**What this task involves**
Which lines of the data below contain the word "concrete"? Copy out each of them.

[Saved entries]
>>>>>

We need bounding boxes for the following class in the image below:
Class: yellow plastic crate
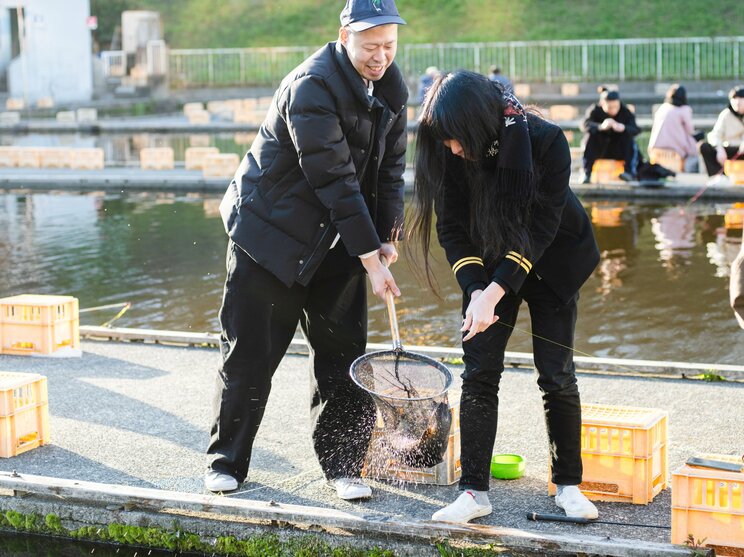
[69,147,104,170]
[0,147,18,168]
[672,455,744,556]
[0,371,49,416]
[184,147,220,170]
[75,108,98,124]
[648,147,685,172]
[183,103,204,117]
[561,83,579,97]
[36,97,54,108]
[723,160,744,185]
[56,110,75,124]
[0,294,81,356]
[723,202,744,230]
[0,372,49,458]
[140,147,173,170]
[39,147,70,168]
[362,405,462,485]
[202,153,240,178]
[5,97,26,110]
[187,110,211,126]
[592,159,625,184]
[548,404,669,505]
[17,147,41,168]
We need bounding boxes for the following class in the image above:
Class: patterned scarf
[484,92,534,196]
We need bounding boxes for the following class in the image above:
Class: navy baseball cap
[341,0,406,31]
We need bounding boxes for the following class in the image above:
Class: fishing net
[351,347,452,475]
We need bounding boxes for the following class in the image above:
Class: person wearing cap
[700,86,744,176]
[581,86,641,184]
[205,0,408,499]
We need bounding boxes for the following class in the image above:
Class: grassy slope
[132,0,744,48]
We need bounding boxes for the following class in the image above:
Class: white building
[0,0,93,104]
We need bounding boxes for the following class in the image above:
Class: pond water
[0,192,744,364]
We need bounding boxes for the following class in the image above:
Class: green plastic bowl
[491,454,525,480]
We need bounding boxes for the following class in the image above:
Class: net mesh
[351,350,452,475]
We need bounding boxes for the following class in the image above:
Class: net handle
[382,257,403,351]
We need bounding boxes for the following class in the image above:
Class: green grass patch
[0,510,516,557]
[91,0,744,50]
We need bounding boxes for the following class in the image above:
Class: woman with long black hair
[410,70,599,522]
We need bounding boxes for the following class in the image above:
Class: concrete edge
[0,472,712,557]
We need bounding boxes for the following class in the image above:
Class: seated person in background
[488,66,514,91]
[700,86,744,176]
[418,66,440,104]
[581,86,641,184]
[648,84,698,172]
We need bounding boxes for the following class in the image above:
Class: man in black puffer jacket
[205,0,408,499]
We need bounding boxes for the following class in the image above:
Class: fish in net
[351,348,452,475]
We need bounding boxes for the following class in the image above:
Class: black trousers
[460,273,582,491]
[700,141,739,176]
[583,132,638,176]
[207,242,375,481]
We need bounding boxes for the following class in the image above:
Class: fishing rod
[78,302,132,327]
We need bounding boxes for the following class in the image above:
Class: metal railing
[169,36,744,87]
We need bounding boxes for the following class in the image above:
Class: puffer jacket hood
[220,42,408,286]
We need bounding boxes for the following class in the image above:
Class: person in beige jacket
[700,85,744,176]
[729,242,744,329]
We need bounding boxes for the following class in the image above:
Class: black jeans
[583,132,638,176]
[207,242,375,481]
[460,273,582,491]
[700,141,739,176]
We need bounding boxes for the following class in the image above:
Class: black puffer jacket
[436,115,599,303]
[220,43,408,286]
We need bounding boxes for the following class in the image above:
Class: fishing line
[78,302,132,327]
[496,321,652,373]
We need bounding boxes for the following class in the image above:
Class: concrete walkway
[0,112,717,134]
[0,341,744,552]
[0,167,744,202]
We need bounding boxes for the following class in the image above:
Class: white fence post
[167,36,744,87]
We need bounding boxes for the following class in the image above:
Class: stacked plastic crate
[0,294,81,356]
[0,372,49,458]
[548,404,669,505]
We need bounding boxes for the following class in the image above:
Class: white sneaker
[204,470,238,492]
[328,478,372,501]
[431,491,493,522]
[706,174,731,187]
[555,485,599,520]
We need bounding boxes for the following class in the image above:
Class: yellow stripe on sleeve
[507,251,532,273]
[452,257,483,274]
[504,253,530,273]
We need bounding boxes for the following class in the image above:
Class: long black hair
[408,70,538,290]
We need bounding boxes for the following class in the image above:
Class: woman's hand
[716,146,727,166]
[460,282,506,342]
[361,252,400,300]
[380,242,398,267]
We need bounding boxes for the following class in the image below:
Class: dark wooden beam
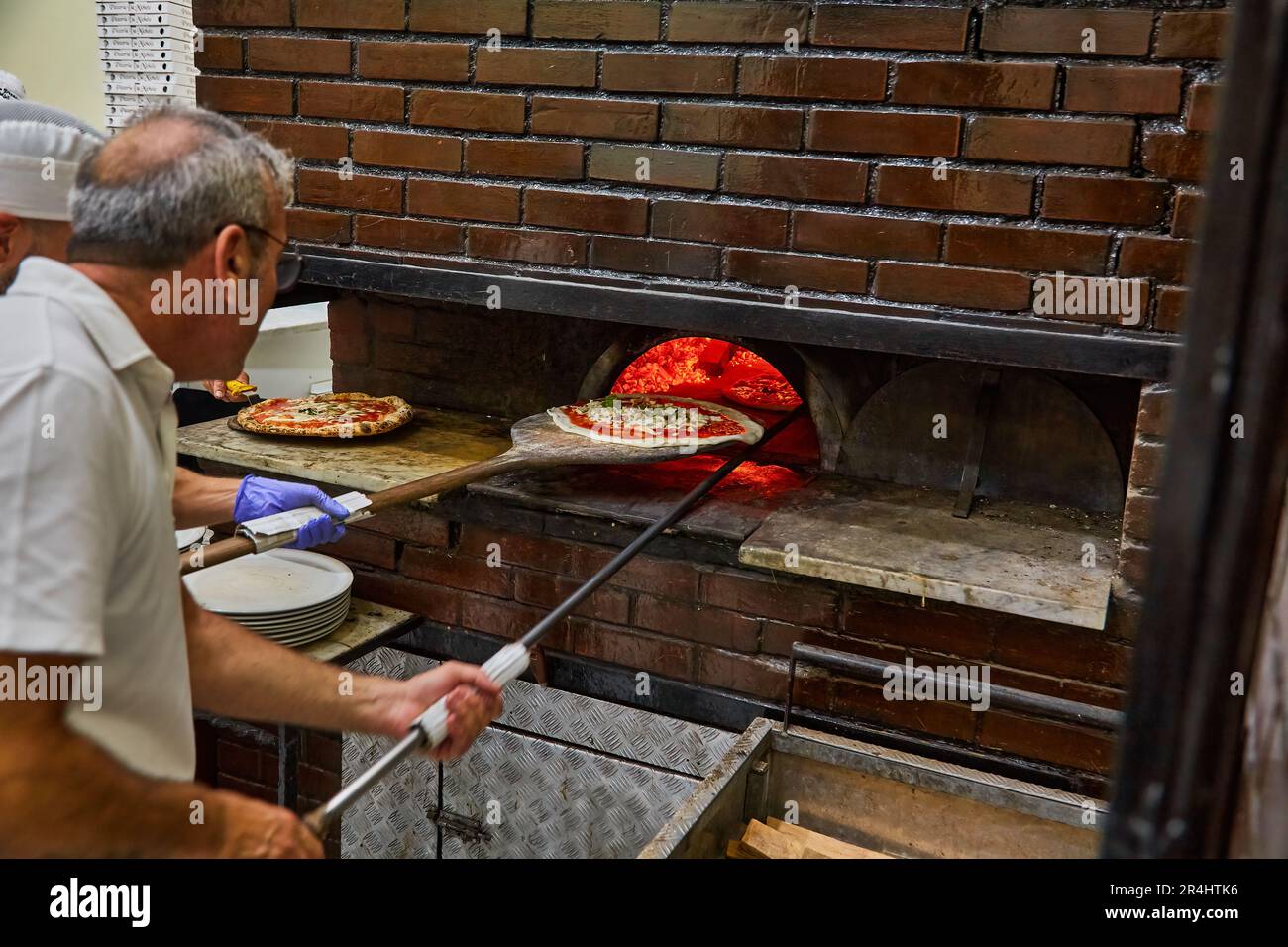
[303,255,1180,380]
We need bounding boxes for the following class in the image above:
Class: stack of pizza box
[94,0,200,129]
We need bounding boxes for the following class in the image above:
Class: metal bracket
[953,368,1001,519]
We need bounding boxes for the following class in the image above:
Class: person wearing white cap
[0,98,103,294]
[0,108,502,857]
[0,69,27,100]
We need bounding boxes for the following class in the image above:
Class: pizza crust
[546,394,765,449]
[237,391,412,437]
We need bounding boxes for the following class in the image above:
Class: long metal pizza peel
[179,412,762,575]
[304,407,804,837]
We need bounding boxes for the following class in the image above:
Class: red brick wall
[196,717,342,858]
[194,0,1228,331]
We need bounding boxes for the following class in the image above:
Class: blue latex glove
[233,476,349,549]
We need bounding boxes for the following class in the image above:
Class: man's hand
[201,371,250,403]
[218,792,322,858]
[387,661,503,760]
[233,476,349,549]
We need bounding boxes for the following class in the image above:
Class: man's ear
[215,224,255,279]
[0,211,22,263]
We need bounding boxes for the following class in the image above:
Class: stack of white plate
[183,549,353,647]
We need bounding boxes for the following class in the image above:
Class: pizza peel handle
[179,414,715,575]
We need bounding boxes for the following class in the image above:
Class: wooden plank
[738,474,1118,629]
[769,818,893,858]
[742,821,829,858]
[177,410,510,502]
[301,255,1180,378]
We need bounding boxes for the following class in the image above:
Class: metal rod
[789,642,1124,730]
[304,727,425,839]
[519,408,802,648]
[304,407,804,837]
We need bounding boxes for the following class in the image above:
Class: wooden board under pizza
[548,394,765,450]
[237,391,412,438]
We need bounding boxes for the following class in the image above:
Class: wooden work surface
[179,408,510,501]
[296,598,420,664]
[738,475,1118,629]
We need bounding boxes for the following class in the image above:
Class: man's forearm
[174,467,241,530]
[183,590,400,736]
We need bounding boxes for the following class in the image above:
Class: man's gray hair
[67,107,292,269]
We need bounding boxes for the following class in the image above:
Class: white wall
[0,0,104,129]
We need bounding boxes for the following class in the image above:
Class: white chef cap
[0,69,27,99]
[0,98,103,220]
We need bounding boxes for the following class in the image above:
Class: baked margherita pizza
[549,394,765,449]
[237,393,412,437]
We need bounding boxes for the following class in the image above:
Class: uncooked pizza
[237,391,412,437]
[549,394,765,447]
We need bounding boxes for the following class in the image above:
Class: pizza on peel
[548,394,765,449]
[237,391,412,437]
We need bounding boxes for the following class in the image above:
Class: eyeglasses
[215,222,304,294]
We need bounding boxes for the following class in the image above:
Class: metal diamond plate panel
[342,648,737,858]
[497,681,738,777]
[340,733,438,858]
[443,730,698,858]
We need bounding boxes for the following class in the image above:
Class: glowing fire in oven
[613,335,818,466]
[613,336,802,411]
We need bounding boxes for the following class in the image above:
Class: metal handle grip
[304,642,529,839]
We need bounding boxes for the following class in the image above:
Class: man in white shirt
[0,110,499,857]
[0,100,358,559]
[0,98,103,294]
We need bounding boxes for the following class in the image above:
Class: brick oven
[183,0,1229,795]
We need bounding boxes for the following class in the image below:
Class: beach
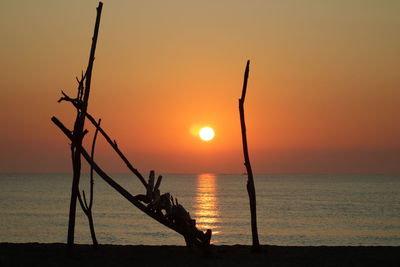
[0,243,400,267]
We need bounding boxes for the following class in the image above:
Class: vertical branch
[78,119,101,248]
[68,2,103,253]
[239,60,260,250]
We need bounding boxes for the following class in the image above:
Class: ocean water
[0,174,400,246]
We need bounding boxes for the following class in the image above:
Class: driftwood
[239,60,260,250]
[68,2,103,252]
[78,119,101,248]
[51,117,211,247]
[51,2,211,252]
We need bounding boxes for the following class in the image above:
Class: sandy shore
[0,243,400,267]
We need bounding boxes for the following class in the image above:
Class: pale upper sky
[0,0,400,173]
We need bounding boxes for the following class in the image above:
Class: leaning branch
[58,91,147,188]
[239,60,260,250]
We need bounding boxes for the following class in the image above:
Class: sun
[199,127,215,142]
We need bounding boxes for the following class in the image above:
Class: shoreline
[0,243,400,267]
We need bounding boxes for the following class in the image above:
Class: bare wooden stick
[67,2,103,253]
[78,119,101,248]
[58,91,147,189]
[239,60,260,250]
[51,116,211,248]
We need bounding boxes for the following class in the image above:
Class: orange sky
[0,0,400,173]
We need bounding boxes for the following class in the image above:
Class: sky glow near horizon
[0,0,400,173]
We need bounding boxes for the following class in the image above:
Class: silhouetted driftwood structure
[239,60,260,250]
[51,2,211,251]
[62,2,103,253]
[78,119,101,247]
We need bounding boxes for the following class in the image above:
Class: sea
[0,173,400,246]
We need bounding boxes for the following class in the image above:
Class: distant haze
[0,0,400,173]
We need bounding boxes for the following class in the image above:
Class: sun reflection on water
[194,173,220,235]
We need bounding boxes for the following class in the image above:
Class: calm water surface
[0,174,400,246]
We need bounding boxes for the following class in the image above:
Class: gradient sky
[0,0,400,173]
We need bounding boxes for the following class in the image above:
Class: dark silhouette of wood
[52,2,211,249]
[78,119,101,248]
[51,116,211,248]
[239,60,260,250]
[67,2,103,253]
[58,91,147,189]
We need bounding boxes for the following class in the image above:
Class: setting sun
[199,127,215,141]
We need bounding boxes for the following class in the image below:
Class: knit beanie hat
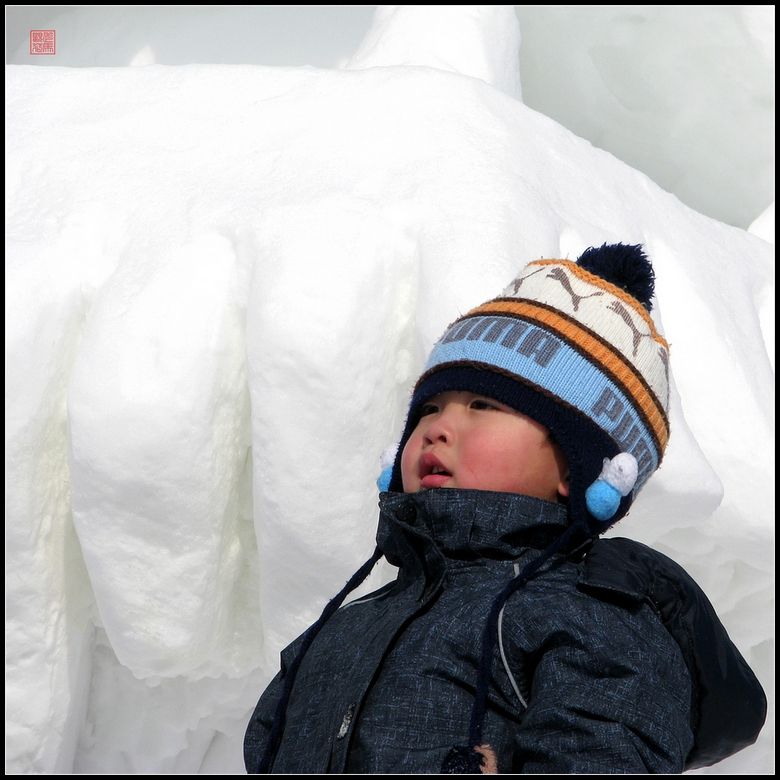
[386,244,669,536]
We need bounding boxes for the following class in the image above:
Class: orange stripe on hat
[463,298,669,453]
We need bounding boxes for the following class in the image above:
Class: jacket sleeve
[244,671,284,775]
[244,632,305,775]
[512,593,693,774]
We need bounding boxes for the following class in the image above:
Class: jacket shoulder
[577,537,767,770]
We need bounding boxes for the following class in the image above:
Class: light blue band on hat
[426,315,660,492]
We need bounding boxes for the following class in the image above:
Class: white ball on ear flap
[585,452,639,522]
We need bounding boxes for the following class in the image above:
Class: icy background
[6,6,774,774]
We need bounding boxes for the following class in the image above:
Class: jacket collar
[377,488,568,566]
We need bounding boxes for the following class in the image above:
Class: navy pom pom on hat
[383,244,669,535]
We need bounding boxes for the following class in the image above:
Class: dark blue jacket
[244,489,765,773]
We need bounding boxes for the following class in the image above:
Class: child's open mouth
[420,453,452,488]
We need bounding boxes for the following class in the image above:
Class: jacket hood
[376,488,568,567]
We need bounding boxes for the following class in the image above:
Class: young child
[244,244,766,774]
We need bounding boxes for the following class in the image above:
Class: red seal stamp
[30,30,57,54]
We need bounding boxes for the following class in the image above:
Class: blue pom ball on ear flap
[585,479,620,523]
[376,465,393,493]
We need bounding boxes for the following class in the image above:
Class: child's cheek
[401,433,420,493]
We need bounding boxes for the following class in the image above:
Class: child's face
[401,391,569,501]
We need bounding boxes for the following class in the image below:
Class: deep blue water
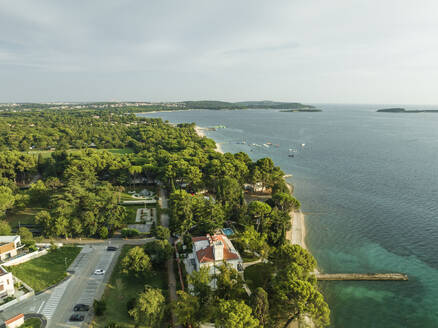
[139,105,438,328]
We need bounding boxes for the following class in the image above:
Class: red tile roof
[192,235,239,263]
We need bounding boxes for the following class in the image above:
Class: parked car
[73,304,90,311]
[70,313,85,321]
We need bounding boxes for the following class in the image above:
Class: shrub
[121,228,140,238]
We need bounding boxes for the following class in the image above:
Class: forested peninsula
[377,107,438,114]
[0,104,330,328]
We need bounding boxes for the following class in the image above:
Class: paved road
[0,240,123,328]
[160,188,181,327]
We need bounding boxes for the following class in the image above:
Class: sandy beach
[286,183,307,249]
[195,125,224,154]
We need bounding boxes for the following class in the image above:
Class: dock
[315,273,408,281]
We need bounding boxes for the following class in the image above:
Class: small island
[377,107,438,113]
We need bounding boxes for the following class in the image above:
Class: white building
[186,235,242,275]
[0,236,23,261]
[0,265,15,298]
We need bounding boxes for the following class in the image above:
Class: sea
[142,104,438,328]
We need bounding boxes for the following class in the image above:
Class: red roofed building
[187,235,242,274]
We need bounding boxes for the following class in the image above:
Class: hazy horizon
[0,0,438,105]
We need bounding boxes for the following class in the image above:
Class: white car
[94,269,105,276]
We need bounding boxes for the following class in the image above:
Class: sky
[0,0,438,104]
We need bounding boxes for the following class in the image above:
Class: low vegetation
[95,246,169,328]
[8,246,81,292]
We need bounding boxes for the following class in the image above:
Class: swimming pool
[222,228,234,236]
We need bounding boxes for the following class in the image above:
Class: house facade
[0,265,15,298]
[0,236,22,261]
[189,234,243,275]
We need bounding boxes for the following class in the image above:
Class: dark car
[70,314,84,321]
[73,304,90,311]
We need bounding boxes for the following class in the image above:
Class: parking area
[0,244,120,328]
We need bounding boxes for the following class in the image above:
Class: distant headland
[377,107,438,113]
[280,108,322,113]
[183,100,315,110]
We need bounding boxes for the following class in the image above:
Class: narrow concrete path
[159,188,182,328]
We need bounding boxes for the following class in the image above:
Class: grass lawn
[20,318,41,328]
[6,207,44,228]
[244,263,272,291]
[8,246,81,292]
[94,245,169,328]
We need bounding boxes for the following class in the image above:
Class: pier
[314,273,408,281]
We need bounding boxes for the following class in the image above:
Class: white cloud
[0,0,438,103]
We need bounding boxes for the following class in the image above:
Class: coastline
[195,125,224,154]
[195,125,308,250]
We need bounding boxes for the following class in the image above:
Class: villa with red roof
[185,234,242,274]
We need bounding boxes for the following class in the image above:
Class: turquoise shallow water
[139,105,438,328]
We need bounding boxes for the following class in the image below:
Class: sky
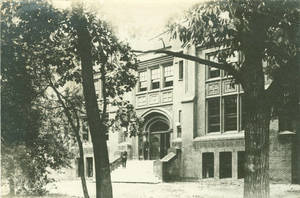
[52,0,201,50]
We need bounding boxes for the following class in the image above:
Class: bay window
[151,68,160,89]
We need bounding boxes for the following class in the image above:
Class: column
[214,151,220,179]
[231,151,238,179]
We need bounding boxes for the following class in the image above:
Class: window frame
[138,70,148,92]
[205,50,244,134]
[163,62,174,88]
[150,66,161,90]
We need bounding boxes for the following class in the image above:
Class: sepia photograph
[0,0,300,198]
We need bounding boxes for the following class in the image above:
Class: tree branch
[132,49,242,82]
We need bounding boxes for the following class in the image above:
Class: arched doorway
[142,113,171,160]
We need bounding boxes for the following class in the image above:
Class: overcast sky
[52,0,201,49]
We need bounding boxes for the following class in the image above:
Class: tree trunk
[8,159,15,196]
[244,103,270,198]
[50,86,89,198]
[75,131,89,198]
[242,49,270,198]
[75,13,112,198]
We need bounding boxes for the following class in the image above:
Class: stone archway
[142,112,171,160]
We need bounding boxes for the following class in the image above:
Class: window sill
[172,137,182,142]
[193,131,245,142]
[136,86,173,96]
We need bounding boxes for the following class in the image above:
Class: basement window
[238,151,246,179]
[219,152,232,178]
[86,157,93,177]
[202,153,214,178]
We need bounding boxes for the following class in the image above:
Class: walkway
[111,160,160,184]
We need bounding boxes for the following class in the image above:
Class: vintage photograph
[0,0,300,198]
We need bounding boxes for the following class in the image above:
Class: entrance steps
[111,160,160,184]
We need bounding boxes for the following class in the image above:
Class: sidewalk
[111,160,160,184]
[45,180,300,198]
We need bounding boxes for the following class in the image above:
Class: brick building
[59,45,300,183]
[127,43,300,183]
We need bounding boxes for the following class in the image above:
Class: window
[238,151,246,179]
[139,71,147,91]
[206,51,245,133]
[219,152,232,178]
[177,110,182,138]
[178,60,183,80]
[76,158,81,177]
[164,63,173,87]
[207,98,220,133]
[151,68,160,89]
[86,157,93,177]
[82,119,89,141]
[240,96,246,130]
[202,153,214,178]
[207,54,221,79]
[224,95,237,131]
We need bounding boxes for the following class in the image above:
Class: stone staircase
[111,160,160,184]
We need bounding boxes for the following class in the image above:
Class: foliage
[169,0,300,115]
[1,1,71,194]
[109,101,144,137]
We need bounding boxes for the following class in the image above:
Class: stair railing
[109,156,122,172]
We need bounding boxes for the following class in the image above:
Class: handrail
[109,156,122,172]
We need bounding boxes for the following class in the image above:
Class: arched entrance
[141,113,171,160]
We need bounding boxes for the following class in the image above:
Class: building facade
[59,45,300,183]
[128,44,300,183]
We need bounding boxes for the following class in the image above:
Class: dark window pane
[82,121,89,141]
[152,82,159,89]
[202,153,214,178]
[219,152,232,178]
[165,80,173,87]
[86,157,93,177]
[240,96,246,130]
[76,158,81,177]
[208,67,220,78]
[238,151,246,179]
[207,98,220,132]
[139,71,147,91]
[179,61,183,80]
[224,96,237,131]
[177,126,182,138]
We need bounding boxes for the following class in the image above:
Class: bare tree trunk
[75,131,89,198]
[75,13,112,198]
[242,49,270,198]
[50,86,90,198]
[244,102,270,198]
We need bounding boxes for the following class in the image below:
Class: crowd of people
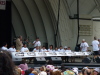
[0,36,100,75]
[0,50,100,75]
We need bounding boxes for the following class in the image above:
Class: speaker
[82,57,91,63]
[95,57,100,63]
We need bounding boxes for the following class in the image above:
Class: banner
[0,0,6,10]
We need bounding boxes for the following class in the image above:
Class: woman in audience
[38,67,47,75]
[9,45,16,52]
[93,68,100,75]
[0,50,16,75]
[46,60,55,70]
[21,44,29,52]
[41,46,47,52]
[48,45,53,52]
[19,60,28,71]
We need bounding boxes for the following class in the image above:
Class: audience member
[16,36,23,51]
[33,37,41,49]
[19,60,28,71]
[21,44,29,52]
[9,45,16,52]
[1,42,8,51]
[0,50,16,75]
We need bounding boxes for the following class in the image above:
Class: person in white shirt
[92,37,99,62]
[41,46,47,52]
[21,44,29,52]
[9,45,16,52]
[58,46,65,62]
[80,39,89,52]
[48,45,53,52]
[58,46,64,52]
[1,42,9,51]
[38,67,47,75]
[98,39,100,55]
[33,38,41,48]
[33,46,40,52]
[53,47,58,52]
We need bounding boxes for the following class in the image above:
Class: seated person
[33,46,40,52]
[1,42,9,51]
[66,47,75,62]
[9,45,16,52]
[48,45,53,52]
[53,47,58,52]
[41,46,47,52]
[58,46,64,52]
[65,47,72,52]
[21,44,29,52]
[19,60,28,71]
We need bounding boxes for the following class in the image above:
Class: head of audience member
[0,50,15,75]
[82,39,85,43]
[23,44,27,48]
[11,45,15,48]
[24,38,28,42]
[72,67,78,75]
[29,68,34,72]
[93,68,100,75]
[36,37,39,41]
[0,49,12,59]
[98,39,100,42]
[67,47,71,50]
[18,35,22,41]
[94,37,97,40]
[36,46,39,50]
[3,42,8,47]
[59,46,63,49]
[64,46,67,50]
[55,47,58,51]
[53,71,61,75]
[42,46,45,50]
[25,70,31,75]
[32,71,38,75]
[21,59,26,64]
[40,67,44,71]
[49,45,53,49]
[47,60,53,65]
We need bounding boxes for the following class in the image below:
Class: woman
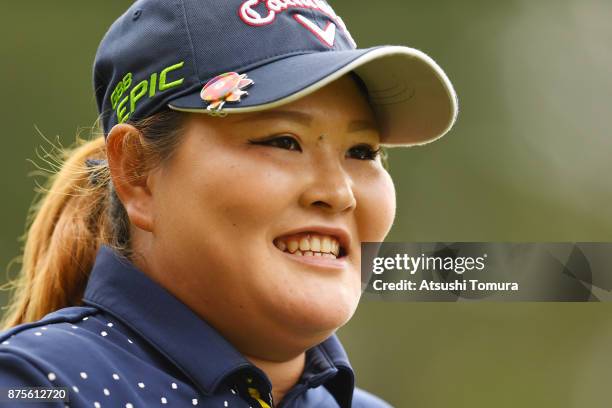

<<<<<

**Output for this exercise**
Class: concrete edge
Class: concrete walkway
Class: narrow concrete path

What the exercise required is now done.